-- start of Data shown --

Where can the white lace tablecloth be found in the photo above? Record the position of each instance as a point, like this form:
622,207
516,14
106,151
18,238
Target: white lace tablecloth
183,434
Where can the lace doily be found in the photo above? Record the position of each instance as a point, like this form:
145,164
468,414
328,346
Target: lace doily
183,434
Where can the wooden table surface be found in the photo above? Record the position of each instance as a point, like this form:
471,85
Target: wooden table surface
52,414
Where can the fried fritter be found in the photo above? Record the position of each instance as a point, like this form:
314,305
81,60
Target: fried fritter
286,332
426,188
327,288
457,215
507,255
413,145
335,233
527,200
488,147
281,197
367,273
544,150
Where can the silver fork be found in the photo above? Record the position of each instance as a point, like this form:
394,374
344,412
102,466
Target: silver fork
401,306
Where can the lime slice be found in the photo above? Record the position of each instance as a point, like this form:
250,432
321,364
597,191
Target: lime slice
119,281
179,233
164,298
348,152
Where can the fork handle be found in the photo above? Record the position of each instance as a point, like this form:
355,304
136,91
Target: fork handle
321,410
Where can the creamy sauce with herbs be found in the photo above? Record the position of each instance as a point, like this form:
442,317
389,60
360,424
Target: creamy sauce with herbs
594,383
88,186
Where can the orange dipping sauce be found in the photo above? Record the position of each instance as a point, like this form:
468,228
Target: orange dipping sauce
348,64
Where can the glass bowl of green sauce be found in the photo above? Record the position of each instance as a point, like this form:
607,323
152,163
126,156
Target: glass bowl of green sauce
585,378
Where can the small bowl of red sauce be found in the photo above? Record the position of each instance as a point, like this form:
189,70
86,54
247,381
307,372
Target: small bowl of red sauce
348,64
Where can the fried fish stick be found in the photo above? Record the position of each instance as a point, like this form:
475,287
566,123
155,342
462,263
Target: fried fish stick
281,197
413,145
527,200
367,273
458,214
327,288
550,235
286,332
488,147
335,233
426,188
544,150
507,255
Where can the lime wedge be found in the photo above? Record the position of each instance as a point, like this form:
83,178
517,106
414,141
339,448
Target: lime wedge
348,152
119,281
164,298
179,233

-- end of Data shown --

_Written task_
Every record above needs to be repeated word for word.

_Output below_
Where can the white lace tablecloth be found in the photo above? Record the position of each instance as a point, like this form:
622,207
516,14
106,151
18,238
Target: white lace tablecloth
183,434
Where can the lace doily be found in the photo above? Record the position of each instance as a point, like this form:
145,164
468,414
328,346
Target: lace doily
183,434
Where can the wooden table surface be found in the photo above? Record the position of each instance as a point, like this form:
471,85
Target: wooden table surface
52,414
Where can the fried fritter be found in the photo above? Record the position of each instance as a point, like this form:
314,305
81,60
Target: fried fritter
286,332
426,188
327,288
457,215
507,255
413,145
335,233
527,200
488,147
281,197
367,273
544,150
Where can the silver fork be found in the photo above? Record the position of each instance as a point, like this form:
394,374
344,412
102,466
Target: silver fork
401,306
Where can the lime slice be found in the photo above? Record the position of each instance as a point, like this form:
250,432
321,364
597,191
Target: lime slice
119,281
179,233
164,298
348,152
Where can the fork handle be found in the photo above? Record the position of each instance as a point, like this form:
355,304
136,91
Target: fork handle
321,410
Where can the creamy sauce with herbs be found in the photo above? Record the position of each instance as a point, like this form:
442,317
389,60
360,424
Target: creamy sauce with herbs
594,383
88,186
Where can the orange dipping sauce be found in the photo above? Record the position of each instance as a point, like this form:
468,228
Target: orange dipping sauce
348,64
Where can the glass bowl of green sauce be found in the photo above? Record the position of each instance as a point, like this form:
607,323
152,163
126,156
Target: glass bowl of green sauce
585,378
Where can the small bowl of red sauce be found in the photo above? Record the position of each instance as a point, like this form:
189,70
86,54
247,381
307,372
Target: small bowl of red sauce
348,64
Where can the fried fish stick be found in the photo above? Record the position of each instance as a point, like this form:
475,287
566,123
155,342
462,263
Target: fried fish stick
281,197
413,145
527,200
367,273
458,214
327,288
550,235
286,332
488,147
335,233
426,188
544,150
507,255
Where can the lime wedge be found in the photo above? Record the position of each instance as a point, like this form:
83,178
517,106
414,141
339,448
Target: lime wedge
348,152
119,281
164,298
179,233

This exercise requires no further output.